Pick out and copy each line in the records below that contains the word "ceiling". Matching is case-sensitive.

- Data provided -
## Begin

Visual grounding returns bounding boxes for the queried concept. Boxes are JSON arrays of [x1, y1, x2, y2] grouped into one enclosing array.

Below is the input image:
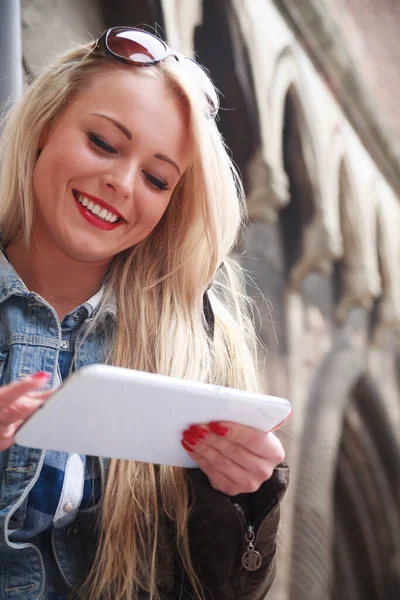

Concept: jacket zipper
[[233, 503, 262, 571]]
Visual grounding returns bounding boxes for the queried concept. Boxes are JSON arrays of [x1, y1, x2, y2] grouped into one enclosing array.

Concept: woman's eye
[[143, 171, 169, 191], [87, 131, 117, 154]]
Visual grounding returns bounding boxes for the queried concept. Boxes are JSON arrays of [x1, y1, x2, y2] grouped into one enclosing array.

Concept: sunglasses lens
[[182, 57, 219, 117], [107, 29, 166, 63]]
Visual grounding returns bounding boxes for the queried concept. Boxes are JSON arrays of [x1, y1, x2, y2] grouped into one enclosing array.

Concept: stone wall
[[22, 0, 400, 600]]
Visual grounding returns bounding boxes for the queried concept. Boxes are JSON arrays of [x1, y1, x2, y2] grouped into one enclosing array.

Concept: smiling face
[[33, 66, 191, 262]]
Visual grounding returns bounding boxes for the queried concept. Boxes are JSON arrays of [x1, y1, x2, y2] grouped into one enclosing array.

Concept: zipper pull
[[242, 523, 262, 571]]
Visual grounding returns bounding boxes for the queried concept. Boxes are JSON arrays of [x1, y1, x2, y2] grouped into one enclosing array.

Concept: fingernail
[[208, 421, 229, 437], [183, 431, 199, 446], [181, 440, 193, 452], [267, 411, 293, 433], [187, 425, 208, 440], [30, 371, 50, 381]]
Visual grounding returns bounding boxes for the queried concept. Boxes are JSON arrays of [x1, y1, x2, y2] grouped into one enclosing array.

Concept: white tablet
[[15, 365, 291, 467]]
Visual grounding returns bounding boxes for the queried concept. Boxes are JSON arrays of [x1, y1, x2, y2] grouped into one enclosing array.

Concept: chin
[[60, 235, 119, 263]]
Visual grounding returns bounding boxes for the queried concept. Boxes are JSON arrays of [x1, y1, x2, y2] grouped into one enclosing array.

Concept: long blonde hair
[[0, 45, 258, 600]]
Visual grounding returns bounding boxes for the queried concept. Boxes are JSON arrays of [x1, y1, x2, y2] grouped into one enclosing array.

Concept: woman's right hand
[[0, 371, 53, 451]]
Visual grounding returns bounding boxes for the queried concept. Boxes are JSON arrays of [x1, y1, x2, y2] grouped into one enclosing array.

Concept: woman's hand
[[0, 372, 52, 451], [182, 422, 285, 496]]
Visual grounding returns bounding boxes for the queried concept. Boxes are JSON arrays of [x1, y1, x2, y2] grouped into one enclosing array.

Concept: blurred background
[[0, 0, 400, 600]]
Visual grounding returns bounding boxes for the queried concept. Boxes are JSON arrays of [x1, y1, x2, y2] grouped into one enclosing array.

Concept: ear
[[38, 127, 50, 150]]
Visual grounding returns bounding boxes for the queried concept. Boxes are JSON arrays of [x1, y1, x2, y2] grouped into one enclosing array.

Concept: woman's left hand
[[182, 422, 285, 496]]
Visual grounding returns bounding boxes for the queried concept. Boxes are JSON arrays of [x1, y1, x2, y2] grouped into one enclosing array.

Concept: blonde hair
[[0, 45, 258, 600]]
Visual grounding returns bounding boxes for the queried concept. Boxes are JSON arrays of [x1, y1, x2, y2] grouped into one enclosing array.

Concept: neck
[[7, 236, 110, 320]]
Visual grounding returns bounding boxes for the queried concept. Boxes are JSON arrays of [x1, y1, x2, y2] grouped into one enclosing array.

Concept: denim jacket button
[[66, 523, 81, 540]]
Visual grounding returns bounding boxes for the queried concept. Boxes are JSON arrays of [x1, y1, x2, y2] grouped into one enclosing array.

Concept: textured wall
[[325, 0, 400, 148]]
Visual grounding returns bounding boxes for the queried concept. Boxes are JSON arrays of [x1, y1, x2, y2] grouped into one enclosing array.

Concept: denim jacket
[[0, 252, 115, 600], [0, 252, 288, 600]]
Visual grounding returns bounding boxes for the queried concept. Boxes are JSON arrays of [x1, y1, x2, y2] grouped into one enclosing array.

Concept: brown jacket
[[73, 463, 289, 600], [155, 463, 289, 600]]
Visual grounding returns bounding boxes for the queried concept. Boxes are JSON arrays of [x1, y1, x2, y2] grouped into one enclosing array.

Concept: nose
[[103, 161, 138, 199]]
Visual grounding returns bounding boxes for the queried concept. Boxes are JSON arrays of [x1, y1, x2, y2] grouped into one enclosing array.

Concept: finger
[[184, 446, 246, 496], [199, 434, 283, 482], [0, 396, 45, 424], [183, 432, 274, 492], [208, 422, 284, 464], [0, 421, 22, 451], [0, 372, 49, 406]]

## End
## Begin

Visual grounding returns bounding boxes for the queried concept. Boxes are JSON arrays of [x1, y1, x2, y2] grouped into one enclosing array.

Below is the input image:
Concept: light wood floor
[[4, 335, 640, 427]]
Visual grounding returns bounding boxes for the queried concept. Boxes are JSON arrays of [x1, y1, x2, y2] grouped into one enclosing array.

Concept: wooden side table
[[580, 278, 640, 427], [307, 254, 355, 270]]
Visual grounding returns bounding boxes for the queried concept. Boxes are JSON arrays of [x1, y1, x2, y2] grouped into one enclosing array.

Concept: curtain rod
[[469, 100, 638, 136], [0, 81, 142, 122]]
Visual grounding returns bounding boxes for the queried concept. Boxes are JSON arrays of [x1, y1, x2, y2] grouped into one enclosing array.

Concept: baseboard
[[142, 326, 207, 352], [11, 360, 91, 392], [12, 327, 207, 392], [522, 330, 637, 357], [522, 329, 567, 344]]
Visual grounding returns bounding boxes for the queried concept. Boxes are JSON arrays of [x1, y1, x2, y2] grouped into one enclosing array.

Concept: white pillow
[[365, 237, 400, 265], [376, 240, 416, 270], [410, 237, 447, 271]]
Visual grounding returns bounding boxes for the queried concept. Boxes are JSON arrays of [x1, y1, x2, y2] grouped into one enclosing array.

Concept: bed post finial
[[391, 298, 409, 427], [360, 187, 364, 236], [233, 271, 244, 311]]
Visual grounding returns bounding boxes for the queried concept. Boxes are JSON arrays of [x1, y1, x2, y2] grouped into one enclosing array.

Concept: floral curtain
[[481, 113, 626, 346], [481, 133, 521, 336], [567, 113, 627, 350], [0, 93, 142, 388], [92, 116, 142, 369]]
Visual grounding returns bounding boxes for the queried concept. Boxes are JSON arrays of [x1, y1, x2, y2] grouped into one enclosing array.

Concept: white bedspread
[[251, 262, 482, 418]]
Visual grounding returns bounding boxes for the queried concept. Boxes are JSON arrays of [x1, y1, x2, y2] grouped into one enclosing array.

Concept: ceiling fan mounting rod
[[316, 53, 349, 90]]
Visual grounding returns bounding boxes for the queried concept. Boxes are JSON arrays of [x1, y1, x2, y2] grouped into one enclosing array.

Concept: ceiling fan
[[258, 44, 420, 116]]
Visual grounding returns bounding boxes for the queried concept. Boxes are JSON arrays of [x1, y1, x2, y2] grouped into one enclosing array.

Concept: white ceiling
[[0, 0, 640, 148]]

## End

- Problem solution -
Concept: ceiling fan mounting rod
Concept: ceiling fan
Concept: white ceiling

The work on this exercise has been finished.